**TASK GOAL**
Would you restate all the entries exactly, leaving nothing out?
[Opening SOURCE RECORDS section]
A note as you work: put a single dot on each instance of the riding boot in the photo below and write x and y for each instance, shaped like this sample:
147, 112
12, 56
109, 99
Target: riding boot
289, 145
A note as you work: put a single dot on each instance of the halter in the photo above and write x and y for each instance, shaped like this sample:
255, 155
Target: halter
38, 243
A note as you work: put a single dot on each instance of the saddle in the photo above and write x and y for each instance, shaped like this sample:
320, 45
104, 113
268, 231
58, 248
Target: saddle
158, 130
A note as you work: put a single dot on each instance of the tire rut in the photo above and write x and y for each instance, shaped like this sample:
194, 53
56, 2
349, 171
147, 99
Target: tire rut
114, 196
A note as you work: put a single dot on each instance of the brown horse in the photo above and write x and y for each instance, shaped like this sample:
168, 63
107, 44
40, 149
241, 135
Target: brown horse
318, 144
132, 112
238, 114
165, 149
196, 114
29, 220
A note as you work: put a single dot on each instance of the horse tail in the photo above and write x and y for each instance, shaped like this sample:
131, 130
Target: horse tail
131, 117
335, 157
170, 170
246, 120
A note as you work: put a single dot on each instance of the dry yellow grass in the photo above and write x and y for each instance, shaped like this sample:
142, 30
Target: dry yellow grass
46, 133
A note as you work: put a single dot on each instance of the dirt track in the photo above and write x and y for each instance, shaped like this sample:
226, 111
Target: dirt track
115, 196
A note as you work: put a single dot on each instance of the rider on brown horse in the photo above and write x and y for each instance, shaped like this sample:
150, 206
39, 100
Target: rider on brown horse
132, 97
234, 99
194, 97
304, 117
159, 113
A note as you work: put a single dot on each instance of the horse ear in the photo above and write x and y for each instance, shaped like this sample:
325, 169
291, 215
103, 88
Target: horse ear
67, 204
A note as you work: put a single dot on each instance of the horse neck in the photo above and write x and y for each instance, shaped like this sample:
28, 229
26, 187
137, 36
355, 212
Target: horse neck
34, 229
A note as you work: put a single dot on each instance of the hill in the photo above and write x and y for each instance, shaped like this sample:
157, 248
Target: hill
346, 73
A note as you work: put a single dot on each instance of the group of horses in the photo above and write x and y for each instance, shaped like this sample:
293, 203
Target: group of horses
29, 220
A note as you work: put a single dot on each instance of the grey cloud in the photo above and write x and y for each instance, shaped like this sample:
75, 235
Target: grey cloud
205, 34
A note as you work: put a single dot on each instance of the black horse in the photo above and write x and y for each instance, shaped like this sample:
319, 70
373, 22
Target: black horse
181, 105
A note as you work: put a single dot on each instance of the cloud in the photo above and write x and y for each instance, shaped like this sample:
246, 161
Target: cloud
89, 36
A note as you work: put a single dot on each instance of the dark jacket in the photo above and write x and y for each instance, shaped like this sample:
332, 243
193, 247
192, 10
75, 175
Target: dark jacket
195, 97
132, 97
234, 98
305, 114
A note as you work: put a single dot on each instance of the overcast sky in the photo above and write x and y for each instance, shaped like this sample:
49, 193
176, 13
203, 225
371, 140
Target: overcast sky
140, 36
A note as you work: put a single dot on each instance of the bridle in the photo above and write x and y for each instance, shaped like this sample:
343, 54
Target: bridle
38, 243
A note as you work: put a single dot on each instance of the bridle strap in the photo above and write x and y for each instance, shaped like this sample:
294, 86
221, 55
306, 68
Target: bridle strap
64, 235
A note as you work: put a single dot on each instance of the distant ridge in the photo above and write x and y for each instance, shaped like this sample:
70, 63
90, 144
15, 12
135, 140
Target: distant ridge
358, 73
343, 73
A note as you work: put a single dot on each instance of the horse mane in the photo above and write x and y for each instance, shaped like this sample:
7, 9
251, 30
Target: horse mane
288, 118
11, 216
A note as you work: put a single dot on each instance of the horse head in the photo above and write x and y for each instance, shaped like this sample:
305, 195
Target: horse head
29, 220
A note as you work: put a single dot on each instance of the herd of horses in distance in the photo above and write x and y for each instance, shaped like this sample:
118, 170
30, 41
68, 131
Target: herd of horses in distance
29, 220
[Closing SOURCE RECORDS section]
**ANSWER**
A note as you work: put a single dot on each instance of the riding boot in the photo below and write x and y for each instance, shaped like this sample:
147, 112
12, 56
109, 99
Target: riding boot
289, 145
A note as you work: put a single dot on each instance of the halter in the photo above and write x and y for each instance, shaped like this sample:
255, 155
Target: halter
38, 243
A note as you work: put a single dot on each instance of the saddle in the photo above and write x and y for each instance, shaped like this sample:
320, 45
104, 113
268, 231
58, 248
Target: saddle
158, 130
A note as you work: put a single dot on each instance of the tire rut in the photo above and write x and y for each instance, shaped like this sample:
194, 53
56, 2
349, 171
147, 99
Target: tire rut
114, 196
A note as you work: put a single dot on each instance of the brown horse in the photo above and write x and y for each instance, shaped like this sample:
168, 63
107, 44
40, 149
241, 135
Target: brown horse
318, 144
132, 112
238, 114
165, 149
196, 114
29, 220
A note as you work: put a single dot on each instance of the horse tail in the photo above and write x and y for each instance, shaped like this sample:
131, 130
Target: horse tail
131, 117
335, 157
170, 170
246, 120
A note as you work: put a single dot on each instance of the dry yellow grass in the photo above and write x and y for each instance, shaped like this sample:
142, 30
Target: dry yellow grass
46, 133
A note as you work: put a single dot on each instance of the dirt track in the photo above and write x and y for each instance, shaped like this sample:
226, 111
Target: dirt track
115, 196
A note as you work: put a single dot on each instance of the rider on brown horse in the photo above and write x and y for each instance, shaped like this sample:
150, 206
39, 100
Target: rider on brown horse
132, 97
234, 99
194, 97
304, 117
159, 113
A note as you work: put a single dot on each instance of the horse ear in the photo above and write x and y for each instance, shaped like this sample:
325, 169
291, 215
103, 88
Target: horse ear
67, 204
A note as you work: put a single dot on each instance of the horse neck in the photo above and write x and y for each instance, shaped like this sample:
28, 229
26, 187
137, 36
355, 212
Target: horse neck
34, 229
A note as you work: put a single dot on each instance of the hill in the photo above and write x and y for each instance, shaped like this sample:
157, 248
Target: hill
346, 73
A note as you work: put a single dot on each instance of the group of horses in the photo above and write x and y for each instance, shaped like this sample:
293, 203
Target: group of horses
29, 220
A note as you work: put a single dot on each instance of the grey cloud in the photo above and write x and y for each instance, shaped like this sample:
75, 235
Target: grey cloud
205, 34
A note as you work: put a single dot on each instance of the black horse in the photo above and write x and y for each instance, shaped like this sample:
319, 70
373, 22
Target: black horse
181, 105
A note as you work: put a single dot on each instance of the cloud in the photo above and write x and y for each instance, shaped like this sample:
246, 161
Target: cloud
89, 36
A note as you work: put a single dot on each instance of the dark jacket in the photo above and write x and y for each instance, shaped like this sample:
332, 243
193, 247
192, 10
75, 175
Target: dark jacket
195, 97
132, 97
234, 98
305, 114
A note as you work: put a single dot on each instance of the overcast sky in the photo above and write x and y for each instance, shaped like this sample:
49, 193
176, 13
203, 225
371, 140
Target: overcast sky
140, 36
A note as you work: put a single dot on each instance of the bridle in the photo above and write x and y for each instance, shaped like this sample:
343, 54
Target: bridle
38, 243
A note as you work: put a single dot on each instance of the bridle strap in the photo above and write x and y for each instance, shaped like this sample:
294, 86
221, 55
306, 68
Target: bridle strap
64, 235
A note as you work: put a single dot on each instance of the distant ridge in the photo above and write x and y for each instance, shaped like this sample:
70, 63
90, 144
15, 12
135, 140
Target: distant ridge
358, 73
343, 73
A note as you work: put a single dot on each instance of the horse mane in the photo above and write x and y for each instance, shaped like this sample:
7, 9
251, 30
Target: horse mane
288, 118
11, 216
A note as you work: put a single dot on each instance of the horse head in the photo above and write x and y for each instance, shaped like this sample:
305, 195
Target: horse head
29, 220
A note as you work: put a single dot on each instance of the herd of horses in distance in the photo above and write x and y for each instance, shaped like this sample:
118, 170
30, 41
68, 131
Target: herd of horses in distance
29, 220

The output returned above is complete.